◆ Required action ◆
According to the passage about James Taylor, in what three roles has he made distinct and original sounds?

◆ Reading passage ◆
·····

James Taylor arrives as an American legend in three separate if linked forms. He is a songwriter, a guitar player, and a singer. In all three roles he has made distinct and soulful and original sounds. As a songwriter, he brought both a new emotional directness and a new harmonic sophistication to the American song. Generations of young guitar players have learned their jazzy major sevenths and poignant minor ninths by working their way through James Taylor songbooks—and generations of young songwriters have found their new ways to make sadness sing. The singer-songwriter before James Taylor was a strummer and a belter and a messenger; after, he was a picker and a poet and an introspective crooner.

·····

◆ Data ◆
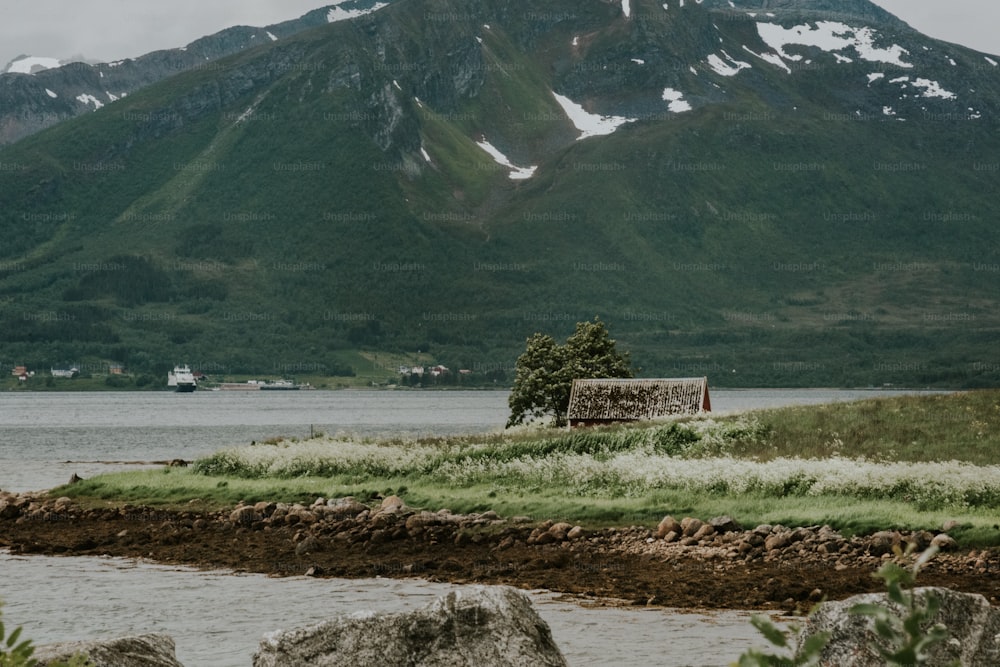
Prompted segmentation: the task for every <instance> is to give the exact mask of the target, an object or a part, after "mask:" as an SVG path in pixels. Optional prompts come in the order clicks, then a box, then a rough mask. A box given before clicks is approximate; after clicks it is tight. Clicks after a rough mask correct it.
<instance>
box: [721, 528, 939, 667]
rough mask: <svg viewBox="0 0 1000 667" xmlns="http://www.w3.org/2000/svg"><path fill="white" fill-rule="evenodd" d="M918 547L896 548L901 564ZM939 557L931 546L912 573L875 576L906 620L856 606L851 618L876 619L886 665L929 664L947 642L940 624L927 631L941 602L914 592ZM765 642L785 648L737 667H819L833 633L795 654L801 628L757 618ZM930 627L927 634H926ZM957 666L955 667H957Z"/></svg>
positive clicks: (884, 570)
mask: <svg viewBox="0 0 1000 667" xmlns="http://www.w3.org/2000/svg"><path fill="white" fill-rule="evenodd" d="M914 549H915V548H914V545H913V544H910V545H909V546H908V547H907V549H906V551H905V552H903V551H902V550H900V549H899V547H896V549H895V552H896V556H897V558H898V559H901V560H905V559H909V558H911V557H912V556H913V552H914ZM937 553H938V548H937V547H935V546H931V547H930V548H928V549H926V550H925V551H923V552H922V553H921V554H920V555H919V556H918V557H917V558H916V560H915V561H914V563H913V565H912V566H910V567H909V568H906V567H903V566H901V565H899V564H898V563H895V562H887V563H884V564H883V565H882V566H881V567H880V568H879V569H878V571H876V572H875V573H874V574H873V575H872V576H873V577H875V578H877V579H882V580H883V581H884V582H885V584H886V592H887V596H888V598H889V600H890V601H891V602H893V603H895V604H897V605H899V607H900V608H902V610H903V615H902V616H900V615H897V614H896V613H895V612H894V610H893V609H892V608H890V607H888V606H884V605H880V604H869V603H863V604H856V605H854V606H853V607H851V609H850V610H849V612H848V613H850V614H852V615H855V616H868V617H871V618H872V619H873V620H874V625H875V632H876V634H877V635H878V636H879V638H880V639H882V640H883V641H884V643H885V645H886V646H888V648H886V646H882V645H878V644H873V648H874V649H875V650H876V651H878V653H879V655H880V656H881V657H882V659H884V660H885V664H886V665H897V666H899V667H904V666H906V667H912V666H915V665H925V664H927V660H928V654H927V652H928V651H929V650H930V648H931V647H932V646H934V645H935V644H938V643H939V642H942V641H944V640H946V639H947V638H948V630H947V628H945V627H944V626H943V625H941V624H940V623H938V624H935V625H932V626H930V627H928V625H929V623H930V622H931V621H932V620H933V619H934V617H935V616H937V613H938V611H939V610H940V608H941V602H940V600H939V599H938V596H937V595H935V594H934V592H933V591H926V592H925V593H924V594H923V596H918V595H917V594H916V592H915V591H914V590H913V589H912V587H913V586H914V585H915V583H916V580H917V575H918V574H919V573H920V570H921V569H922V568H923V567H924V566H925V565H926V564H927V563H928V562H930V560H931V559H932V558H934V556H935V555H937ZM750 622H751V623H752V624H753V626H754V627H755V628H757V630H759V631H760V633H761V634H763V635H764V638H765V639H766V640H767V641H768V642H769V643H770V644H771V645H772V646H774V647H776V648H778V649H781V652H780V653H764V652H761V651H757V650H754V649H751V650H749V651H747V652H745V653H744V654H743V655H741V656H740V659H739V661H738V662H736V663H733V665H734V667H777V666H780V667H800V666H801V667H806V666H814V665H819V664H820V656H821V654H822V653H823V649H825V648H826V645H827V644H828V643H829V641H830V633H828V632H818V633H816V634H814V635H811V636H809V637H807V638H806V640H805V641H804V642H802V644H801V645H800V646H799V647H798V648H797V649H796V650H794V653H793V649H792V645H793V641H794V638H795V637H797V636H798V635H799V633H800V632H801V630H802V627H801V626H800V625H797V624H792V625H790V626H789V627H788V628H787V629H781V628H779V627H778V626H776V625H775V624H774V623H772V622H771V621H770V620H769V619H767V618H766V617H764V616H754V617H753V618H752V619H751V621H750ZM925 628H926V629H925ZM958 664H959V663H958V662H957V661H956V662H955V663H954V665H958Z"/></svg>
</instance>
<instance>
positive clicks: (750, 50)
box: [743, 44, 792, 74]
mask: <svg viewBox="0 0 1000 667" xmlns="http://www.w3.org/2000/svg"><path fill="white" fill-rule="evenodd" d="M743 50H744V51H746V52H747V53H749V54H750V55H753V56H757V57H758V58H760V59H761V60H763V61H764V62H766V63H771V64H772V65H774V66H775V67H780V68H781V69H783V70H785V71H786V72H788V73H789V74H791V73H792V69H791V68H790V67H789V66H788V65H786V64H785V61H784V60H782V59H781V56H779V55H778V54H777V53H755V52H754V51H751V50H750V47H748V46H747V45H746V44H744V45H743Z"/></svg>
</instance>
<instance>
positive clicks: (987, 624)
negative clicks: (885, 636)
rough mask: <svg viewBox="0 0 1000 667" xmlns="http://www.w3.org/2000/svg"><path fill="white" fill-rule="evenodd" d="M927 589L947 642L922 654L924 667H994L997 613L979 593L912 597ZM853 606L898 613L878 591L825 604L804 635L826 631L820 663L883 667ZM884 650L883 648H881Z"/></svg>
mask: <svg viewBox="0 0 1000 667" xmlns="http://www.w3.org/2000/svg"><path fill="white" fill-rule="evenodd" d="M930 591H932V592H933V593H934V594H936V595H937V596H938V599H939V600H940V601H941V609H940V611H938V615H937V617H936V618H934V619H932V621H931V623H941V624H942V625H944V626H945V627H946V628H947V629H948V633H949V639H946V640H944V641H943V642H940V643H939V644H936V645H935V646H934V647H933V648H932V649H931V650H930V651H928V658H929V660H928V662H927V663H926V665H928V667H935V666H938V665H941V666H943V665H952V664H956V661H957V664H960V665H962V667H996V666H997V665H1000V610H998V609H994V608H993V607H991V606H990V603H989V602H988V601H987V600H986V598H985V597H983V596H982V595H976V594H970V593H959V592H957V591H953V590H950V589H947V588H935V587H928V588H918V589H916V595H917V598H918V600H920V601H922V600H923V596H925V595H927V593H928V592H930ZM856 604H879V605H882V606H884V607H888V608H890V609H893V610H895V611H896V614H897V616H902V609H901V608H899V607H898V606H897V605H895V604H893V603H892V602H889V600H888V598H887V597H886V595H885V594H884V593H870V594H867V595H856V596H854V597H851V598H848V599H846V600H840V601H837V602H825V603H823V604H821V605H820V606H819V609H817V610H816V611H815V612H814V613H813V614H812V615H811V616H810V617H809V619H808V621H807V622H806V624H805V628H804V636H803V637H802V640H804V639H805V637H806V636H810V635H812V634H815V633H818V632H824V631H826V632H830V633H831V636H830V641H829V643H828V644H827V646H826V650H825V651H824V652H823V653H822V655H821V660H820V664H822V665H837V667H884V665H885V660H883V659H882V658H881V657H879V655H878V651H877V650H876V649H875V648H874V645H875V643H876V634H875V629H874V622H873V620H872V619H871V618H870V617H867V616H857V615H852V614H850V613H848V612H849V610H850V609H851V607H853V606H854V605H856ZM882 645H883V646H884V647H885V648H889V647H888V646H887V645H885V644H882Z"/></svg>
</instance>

·····

◆ Answer space ◆
As a songwriter, a guitar player, and a singer.